- _EXERCISE TEXT_
- Opening Delimiter -
Jay and I went geocaching this morning. The cache itself was pleasant enough – a short hike up a woodland bridal-way lead us to a quiet but unusual spot at the intersection of five wide, well trod dirt tracks. We did the cache – a really well stocked number. In the hint – not the main description it mentions that it’s on the site of an old underground quarry. We went to explore and quickly found the entrance…
The first thing that struck me was how open it was. In the UK, a feature like this would probably have been boarded up for Health and Safety reasons, or turned into a tourist attraction. This place was open and probably left untouched for a good number of years.
Thankfully, I had a had a head torch in my bag. It looked quite safe, so I went in. Jay chose to stay at the entrance. The man made cave opened up into a network of tunnels and rooms – all of a uniform height. I only went about 100m in but it seemed to stretch a bit further. Quite an amazing place. Near the entrance sat a circa 1920s car – burned out and slowly being turned into nothing but rust. Bats flew all around me and markings – some of which looked quite old – adorned the walls – not mindless scrawling, more functional markings. The most remarkable feature though was an altar type thing ornately carved into the rock face (pictured above). A Christian design (cross) with military details.
- Closing Delimiter -
- _LISTED ENTRIES_
- Opening Delimiter -
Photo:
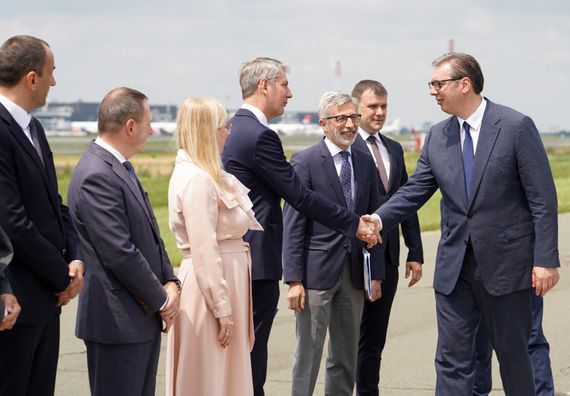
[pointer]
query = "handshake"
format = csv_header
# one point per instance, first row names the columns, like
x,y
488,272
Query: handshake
x,y
369,229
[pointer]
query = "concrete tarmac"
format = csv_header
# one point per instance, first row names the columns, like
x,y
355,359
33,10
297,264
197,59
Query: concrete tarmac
x,y
408,358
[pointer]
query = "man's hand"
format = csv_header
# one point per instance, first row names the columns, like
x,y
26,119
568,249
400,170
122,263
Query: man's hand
x,y
376,290
13,308
296,296
226,327
415,268
369,230
544,279
76,269
170,310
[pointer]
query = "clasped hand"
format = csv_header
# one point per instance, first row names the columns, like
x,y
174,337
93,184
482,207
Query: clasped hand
x,y
369,230
170,310
76,268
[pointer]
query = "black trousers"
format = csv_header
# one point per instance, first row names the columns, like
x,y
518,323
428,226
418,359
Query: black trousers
x,y
123,369
265,296
28,359
506,317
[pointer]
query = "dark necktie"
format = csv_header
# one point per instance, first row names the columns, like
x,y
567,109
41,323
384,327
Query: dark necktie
x,y
468,157
379,163
129,167
35,141
345,179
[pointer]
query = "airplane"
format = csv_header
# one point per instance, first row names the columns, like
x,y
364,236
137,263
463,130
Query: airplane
x,y
91,127
305,127
163,127
393,128
87,127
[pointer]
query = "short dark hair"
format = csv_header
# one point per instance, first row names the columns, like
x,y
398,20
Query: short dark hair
x,y
464,65
20,55
119,105
364,85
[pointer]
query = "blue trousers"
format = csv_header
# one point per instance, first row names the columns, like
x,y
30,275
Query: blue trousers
x,y
538,350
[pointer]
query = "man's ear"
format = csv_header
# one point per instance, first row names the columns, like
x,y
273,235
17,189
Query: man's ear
x,y
130,127
263,85
466,84
30,79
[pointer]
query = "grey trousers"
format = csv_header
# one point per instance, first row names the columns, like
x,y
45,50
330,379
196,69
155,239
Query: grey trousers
x,y
339,310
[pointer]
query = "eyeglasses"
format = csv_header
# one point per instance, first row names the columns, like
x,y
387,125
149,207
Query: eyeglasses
x,y
437,84
355,118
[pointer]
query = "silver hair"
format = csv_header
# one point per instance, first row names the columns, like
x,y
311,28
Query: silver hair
x,y
333,98
253,71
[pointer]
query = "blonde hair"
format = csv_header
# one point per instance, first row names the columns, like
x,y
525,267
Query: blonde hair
x,y
197,123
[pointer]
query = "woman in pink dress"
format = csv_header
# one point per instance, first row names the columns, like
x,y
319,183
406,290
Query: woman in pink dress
x,y
209,344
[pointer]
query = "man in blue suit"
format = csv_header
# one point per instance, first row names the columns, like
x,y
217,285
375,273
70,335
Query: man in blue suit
x,y
45,272
500,233
388,156
254,154
538,349
324,269
130,285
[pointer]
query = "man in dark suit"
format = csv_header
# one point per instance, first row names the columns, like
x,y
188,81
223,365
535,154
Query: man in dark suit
x,y
388,156
538,349
254,154
499,238
9,307
324,269
45,273
130,284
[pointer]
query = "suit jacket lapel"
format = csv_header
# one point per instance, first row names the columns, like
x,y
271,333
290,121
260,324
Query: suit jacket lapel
x,y
487,138
27,146
394,164
359,173
451,130
122,173
330,171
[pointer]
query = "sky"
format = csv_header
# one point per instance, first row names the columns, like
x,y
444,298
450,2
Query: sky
x,y
171,49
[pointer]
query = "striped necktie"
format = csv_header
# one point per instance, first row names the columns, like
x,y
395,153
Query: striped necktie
x,y
35,141
468,158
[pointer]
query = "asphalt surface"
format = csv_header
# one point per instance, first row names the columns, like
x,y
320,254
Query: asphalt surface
x,y
407,364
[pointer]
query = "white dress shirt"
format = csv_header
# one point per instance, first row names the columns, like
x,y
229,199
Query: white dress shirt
x,y
257,113
21,116
337,158
474,122
381,147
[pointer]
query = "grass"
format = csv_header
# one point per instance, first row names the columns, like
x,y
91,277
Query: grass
x,y
155,165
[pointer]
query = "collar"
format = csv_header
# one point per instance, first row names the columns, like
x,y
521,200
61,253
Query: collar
x,y
21,116
257,113
100,142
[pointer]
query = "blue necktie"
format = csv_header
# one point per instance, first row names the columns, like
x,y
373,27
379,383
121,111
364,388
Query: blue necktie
x,y
468,157
36,141
345,179
129,167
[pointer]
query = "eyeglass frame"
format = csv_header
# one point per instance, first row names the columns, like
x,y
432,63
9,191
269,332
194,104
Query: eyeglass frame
x,y
441,83
345,118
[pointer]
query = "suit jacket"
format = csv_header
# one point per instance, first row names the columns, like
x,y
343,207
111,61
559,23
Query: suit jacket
x,y
511,220
35,220
410,226
314,253
253,153
121,242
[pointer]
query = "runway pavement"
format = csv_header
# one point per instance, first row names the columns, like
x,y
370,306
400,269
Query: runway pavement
x,y
407,364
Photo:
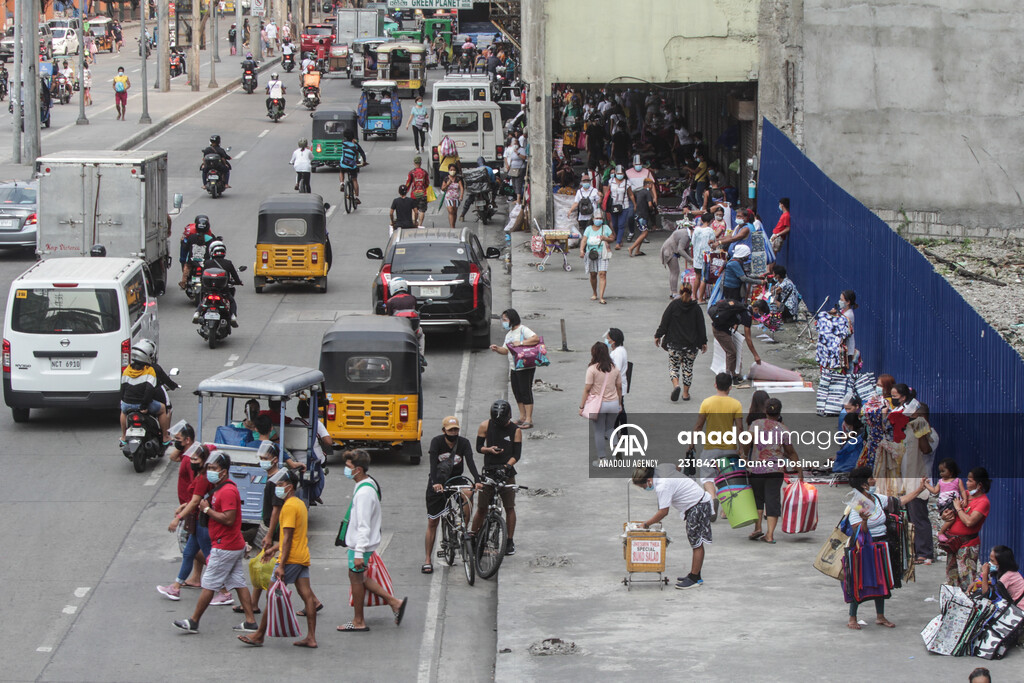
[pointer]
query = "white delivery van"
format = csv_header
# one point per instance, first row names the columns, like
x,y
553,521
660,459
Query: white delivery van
x,y
69,330
475,128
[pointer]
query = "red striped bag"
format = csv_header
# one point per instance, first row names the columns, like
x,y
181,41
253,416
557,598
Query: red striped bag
x,y
377,571
800,508
280,615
- Closing Delimiter -
- _EXERCISE_
Resume the account of the geocaching trip to the old underground quarry, picking up right after its final sentence. The rows have nothing to do with the geocaching account.

- _TASK OUTPUT_
I’ve just researched what I can (in French) and have found that it was initially a limestone quarry and was a station for the French army during WWI. The chapel was build in three stages by the soldiers and it is one of several underground chapels in the area. Also nearby was an underground hospital as used in the second world war.
Once again, geocaching took me to somewhere new, somewhere amazing that I probably wouldn’t have discovered at all on my own. I took some more photos with a flash camera that I’ll upload later – including one of a bat!